Exercise passage:
.....

I have ‘been published’ – short stories and a children’s book but am seeking that real affirmation that what I do currently is as good as friends and contacts have told me – and that my work could be published and put on shelves in shops.

Hoxton got as far as submission and has been turned down after I had waited in that rather comfy little bubble of hope for a considerable time. Yesterday I moped a little but soon recovered knowing I just need to find the right person at the right point.

Here’s an extract from my other working novel, developed from a short story called The 158th Book, where the main character, Hamish (at this point in hospital after falling though a floor) asks himself the question: when is it OK to say you are a writer.

The ward is quiet this morning, just the sound of the squeaky-wheeled medicine trolley and my adjacent neighbour reading a crossword out loud. He stops, exasperated by a clue.

    “Hamish?”

    I turn, wincing a little at my shoulder’s protest.

    “Leroy?”

    “Dog crossing undefined wilderness sometimes in underwear’. First letter P.”

    I look at his old black face, grey eyebrows furrowed in friendly question and wish I could help. Crosswords always elude me.

    “. . . er. Something to do with the night sky?”

    He peruses the page again: “P . . . mm. Nope. What about, ‘oves snared within foliage’? Three words starting with S.”

    “Sheep-eating plant.”

.....

Exercise data:
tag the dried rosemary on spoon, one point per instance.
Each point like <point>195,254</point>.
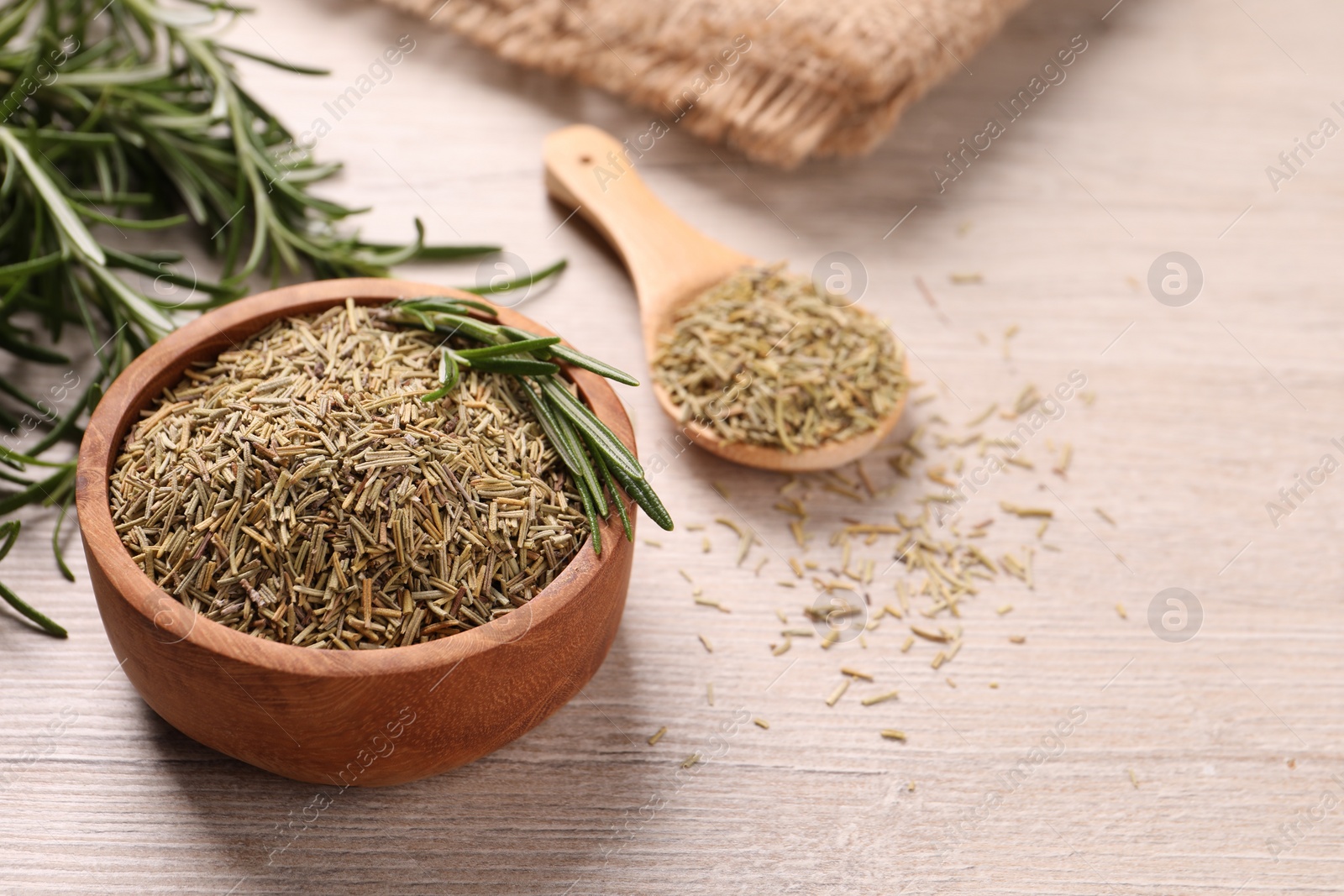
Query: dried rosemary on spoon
<point>763,358</point>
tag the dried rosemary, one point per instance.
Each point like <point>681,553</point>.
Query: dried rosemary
<point>304,490</point>
<point>763,358</point>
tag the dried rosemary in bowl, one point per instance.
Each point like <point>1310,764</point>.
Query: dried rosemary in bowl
<point>763,358</point>
<point>343,479</point>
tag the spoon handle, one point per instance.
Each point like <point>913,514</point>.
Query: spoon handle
<point>669,259</point>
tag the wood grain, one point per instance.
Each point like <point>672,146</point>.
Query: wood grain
<point>1164,123</point>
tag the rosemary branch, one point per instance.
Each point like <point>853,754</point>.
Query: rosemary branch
<point>131,116</point>
<point>593,454</point>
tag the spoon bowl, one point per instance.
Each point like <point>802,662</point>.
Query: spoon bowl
<point>671,264</point>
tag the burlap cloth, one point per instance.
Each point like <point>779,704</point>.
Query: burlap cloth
<point>779,81</point>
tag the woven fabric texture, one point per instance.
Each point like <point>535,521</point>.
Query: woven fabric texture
<point>781,82</point>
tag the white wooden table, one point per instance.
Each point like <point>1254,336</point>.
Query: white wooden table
<point>1158,141</point>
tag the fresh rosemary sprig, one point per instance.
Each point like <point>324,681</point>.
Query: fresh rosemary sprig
<point>129,116</point>
<point>591,453</point>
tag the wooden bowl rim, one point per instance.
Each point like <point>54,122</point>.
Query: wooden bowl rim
<point>121,403</point>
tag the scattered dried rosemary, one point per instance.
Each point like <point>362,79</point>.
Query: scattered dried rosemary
<point>302,490</point>
<point>763,358</point>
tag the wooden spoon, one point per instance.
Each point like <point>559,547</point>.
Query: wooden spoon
<point>671,264</point>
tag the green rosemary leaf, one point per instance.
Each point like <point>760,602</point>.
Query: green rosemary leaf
<point>275,63</point>
<point>580,359</point>
<point>561,437</point>
<point>616,496</point>
<point>591,512</point>
<point>586,422</point>
<point>515,365</point>
<point>55,542</point>
<point>24,270</point>
<point>129,223</point>
<point>643,493</point>
<point>448,375</point>
<point>510,348</point>
<point>159,270</point>
<point>440,253</point>
<point>18,604</point>
<point>10,532</point>
<point>18,344</point>
<point>57,204</point>
<point>38,490</point>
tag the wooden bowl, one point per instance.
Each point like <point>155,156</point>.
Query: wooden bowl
<point>363,718</point>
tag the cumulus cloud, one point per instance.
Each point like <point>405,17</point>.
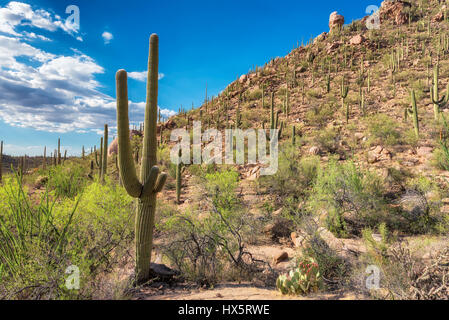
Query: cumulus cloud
<point>17,14</point>
<point>48,91</point>
<point>107,37</point>
<point>142,76</point>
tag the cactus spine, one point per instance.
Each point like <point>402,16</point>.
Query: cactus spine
<point>104,163</point>
<point>151,182</point>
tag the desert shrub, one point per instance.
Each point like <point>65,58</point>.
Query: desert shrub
<point>443,158</point>
<point>305,278</point>
<point>320,115</point>
<point>41,241</point>
<point>294,177</point>
<point>343,191</point>
<point>255,95</point>
<point>211,248</point>
<point>333,268</point>
<point>327,139</point>
<point>383,129</point>
<point>67,181</point>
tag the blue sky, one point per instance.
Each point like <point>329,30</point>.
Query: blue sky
<point>59,81</point>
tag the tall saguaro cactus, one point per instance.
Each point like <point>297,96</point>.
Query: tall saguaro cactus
<point>104,161</point>
<point>1,160</point>
<point>413,112</point>
<point>179,178</point>
<point>151,182</point>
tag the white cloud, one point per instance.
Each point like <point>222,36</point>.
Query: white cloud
<point>107,37</point>
<point>167,113</point>
<point>142,76</point>
<point>17,14</point>
<point>47,91</point>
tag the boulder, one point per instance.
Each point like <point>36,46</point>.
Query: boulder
<point>357,40</point>
<point>414,204</point>
<point>424,152</point>
<point>321,37</point>
<point>336,21</point>
<point>280,228</point>
<point>440,15</point>
<point>395,11</point>
<point>40,182</point>
<point>314,151</point>
<point>281,257</point>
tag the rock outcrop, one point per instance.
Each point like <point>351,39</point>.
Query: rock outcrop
<point>336,21</point>
<point>395,11</point>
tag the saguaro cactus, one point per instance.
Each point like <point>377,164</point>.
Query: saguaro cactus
<point>434,94</point>
<point>414,113</point>
<point>104,163</point>
<point>1,160</point>
<point>101,156</point>
<point>344,95</point>
<point>44,161</point>
<point>151,182</point>
<point>59,152</point>
<point>178,178</point>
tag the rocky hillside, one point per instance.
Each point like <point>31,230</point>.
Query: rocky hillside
<point>379,67</point>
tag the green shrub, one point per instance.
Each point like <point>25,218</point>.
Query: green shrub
<point>40,241</point>
<point>67,181</point>
<point>295,175</point>
<point>210,248</point>
<point>383,129</point>
<point>342,191</point>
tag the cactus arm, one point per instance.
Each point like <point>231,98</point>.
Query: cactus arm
<point>126,163</point>
<point>160,182</point>
<point>150,183</point>
<point>150,136</point>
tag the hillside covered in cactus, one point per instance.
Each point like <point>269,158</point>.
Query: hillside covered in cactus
<point>362,184</point>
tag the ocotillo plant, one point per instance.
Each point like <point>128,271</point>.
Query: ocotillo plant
<point>344,95</point>
<point>151,182</point>
<point>293,135</point>
<point>59,152</point>
<point>414,113</point>
<point>1,160</point>
<point>178,178</point>
<point>104,164</point>
<point>101,156</point>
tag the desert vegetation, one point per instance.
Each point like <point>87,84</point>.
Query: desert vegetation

.....

Required action 1:
In the passage on seeking publication, what short story was the other working novel developed from?
Required action 2:
Pick up the passage on seeking publication after its final line and carry the hospital ward scene forward.
The items are not needed here.

Written answer 1:
The 158th Book

Written answer 2:
    “ . . . . S. H. E.E.P. Yes . . . man, how’d d’you know that?”

    I’m stunned myself. “I just remember feeling horrified that there is actually a plant that reaches out and grabs large animals.”

    “Not in London?”

    “No. Peru, I think. Although, apparently brambles can do the same thing.”

    “Blackberry plants can eat sheep?”

    “Not as such. It’s the thorns . . . the sheep gets stuck as it tries to free its wool from the plants, gets more stuck and eventually dies, thus nourishing the bramble bush – for ever pretty much considering the size of the animal.”

    Leroy looks impressed. “What did you say you do?”

    “I’m a writer.”

    He nods, smiles and goes back to his crossword and I sit there thinking about that phrase. ‘I’m a writer’. Do you become a writer when someone with special powers says so – like a chief editor at a major publishing house? Or are you allowed to just say, ‘I’m a writer’ if you write?